* [EXERCISE PROMPT] Copy the items below word for word, from the line that contains "Task: for every instance of the white" through the end of the items, including both ends, and leave the pictures out.

* [DATA]
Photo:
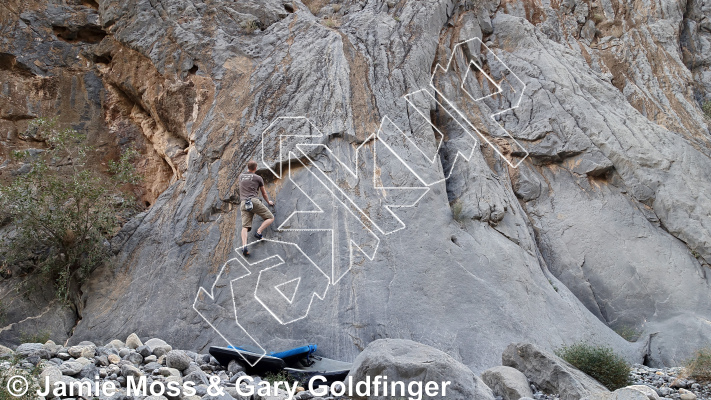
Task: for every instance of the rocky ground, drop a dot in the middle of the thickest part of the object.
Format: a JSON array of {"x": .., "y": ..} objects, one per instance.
[
  {"x": 667, "y": 382},
  {"x": 157, "y": 361}
]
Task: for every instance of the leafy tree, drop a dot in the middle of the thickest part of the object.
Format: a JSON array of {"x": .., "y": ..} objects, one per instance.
[{"x": 63, "y": 211}]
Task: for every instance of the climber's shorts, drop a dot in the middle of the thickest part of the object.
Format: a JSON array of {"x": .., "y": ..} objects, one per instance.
[{"x": 259, "y": 209}]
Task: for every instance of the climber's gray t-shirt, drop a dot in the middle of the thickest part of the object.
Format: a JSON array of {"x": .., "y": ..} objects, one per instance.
[{"x": 249, "y": 185}]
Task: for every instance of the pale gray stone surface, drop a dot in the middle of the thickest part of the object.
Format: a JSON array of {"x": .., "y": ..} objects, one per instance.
[
  {"x": 604, "y": 226},
  {"x": 408, "y": 361}
]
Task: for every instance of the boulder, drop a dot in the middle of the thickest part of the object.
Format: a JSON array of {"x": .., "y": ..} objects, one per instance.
[
  {"x": 116, "y": 344},
  {"x": 550, "y": 373},
  {"x": 33, "y": 349},
  {"x": 133, "y": 342},
  {"x": 234, "y": 367},
  {"x": 408, "y": 361},
  {"x": 177, "y": 359},
  {"x": 90, "y": 371},
  {"x": 507, "y": 382},
  {"x": 129, "y": 370},
  {"x": 686, "y": 395},
  {"x": 167, "y": 371},
  {"x": 626, "y": 393}
]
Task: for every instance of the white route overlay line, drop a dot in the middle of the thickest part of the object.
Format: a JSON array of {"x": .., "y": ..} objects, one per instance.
[
  {"x": 334, "y": 280},
  {"x": 492, "y": 116},
  {"x": 211, "y": 296},
  {"x": 354, "y": 173},
  {"x": 377, "y": 138}
]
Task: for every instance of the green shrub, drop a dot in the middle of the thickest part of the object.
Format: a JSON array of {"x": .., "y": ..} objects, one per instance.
[
  {"x": 63, "y": 209},
  {"x": 250, "y": 26},
  {"x": 600, "y": 362},
  {"x": 699, "y": 366},
  {"x": 282, "y": 376}
]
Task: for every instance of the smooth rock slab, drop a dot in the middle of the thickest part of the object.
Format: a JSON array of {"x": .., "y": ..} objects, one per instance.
[
  {"x": 133, "y": 342},
  {"x": 408, "y": 361},
  {"x": 551, "y": 373},
  {"x": 507, "y": 382},
  {"x": 71, "y": 368},
  {"x": 53, "y": 373},
  {"x": 648, "y": 391}
]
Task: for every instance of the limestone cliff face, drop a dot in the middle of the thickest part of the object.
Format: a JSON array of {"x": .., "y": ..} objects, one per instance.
[{"x": 605, "y": 225}]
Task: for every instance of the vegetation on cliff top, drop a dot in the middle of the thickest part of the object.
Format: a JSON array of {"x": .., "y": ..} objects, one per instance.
[
  {"x": 62, "y": 210},
  {"x": 600, "y": 362}
]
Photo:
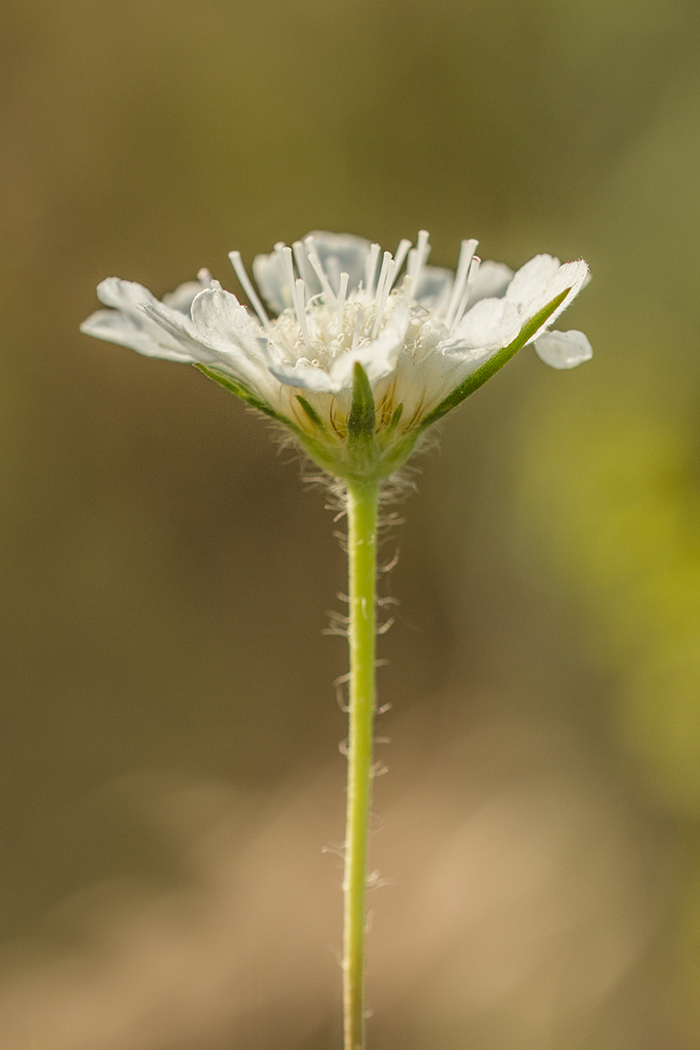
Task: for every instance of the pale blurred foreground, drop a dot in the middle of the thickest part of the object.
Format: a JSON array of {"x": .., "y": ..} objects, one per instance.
[{"x": 518, "y": 908}]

* [SOLUTION TO THIS EXERCISE]
Task: for every instance of the white route overlay line, drop a dot in the middle of the thickest part of the object.
Format: a JSON array of {"x": .., "y": ..} objects, one per instance.
[
  {"x": 334, "y": 280},
  {"x": 492, "y": 116},
  {"x": 211, "y": 296},
  {"x": 354, "y": 173},
  {"x": 377, "y": 138}
]
Task: for every instance of the green shrub, drop a dot in the middle of the thickest part of the object.
Format: a JSON array of {"x": .., "y": ..} objects, one per instance.
[
  {"x": 63, "y": 209},
  {"x": 250, "y": 26},
  {"x": 600, "y": 362},
  {"x": 699, "y": 366},
  {"x": 282, "y": 376}
]
Task: for every instance of the smooth rock slab, drop a dot in the middle of the thickest part of the object.
Format: a JSON array of {"x": .., "y": ..} objects, one per instance.
[
  {"x": 133, "y": 342},
  {"x": 408, "y": 361},
  {"x": 551, "y": 373},
  {"x": 507, "y": 382},
  {"x": 71, "y": 368},
  {"x": 53, "y": 373},
  {"x": 648, "y": 391}
]
Task: for every instance of the limestone cliff face, drop a dot in the middle of the thickest part of the object.
Format: a JSON array of {"x": .., "y": ..} objects, one per instance.
[{"x": 605, "y": 225}]
Task: for every instance of the vegetation on cliff top, drop a dot in the middle of the thickest part of the object.
Format: a JSON array of {"x": .., "y": ..} objects, one per instance.
[
  {"x": 62, "y": 210},
  {"x": 600, "y": 362}
]
Photo:
Task: for every instance of the pale blurred foreground, drop a dot in the middle of the thickest part of the object.
Format: a JSON array of {"x": .., "y": ..} objects, one per instance.
[{"x": 518, "y": 908}]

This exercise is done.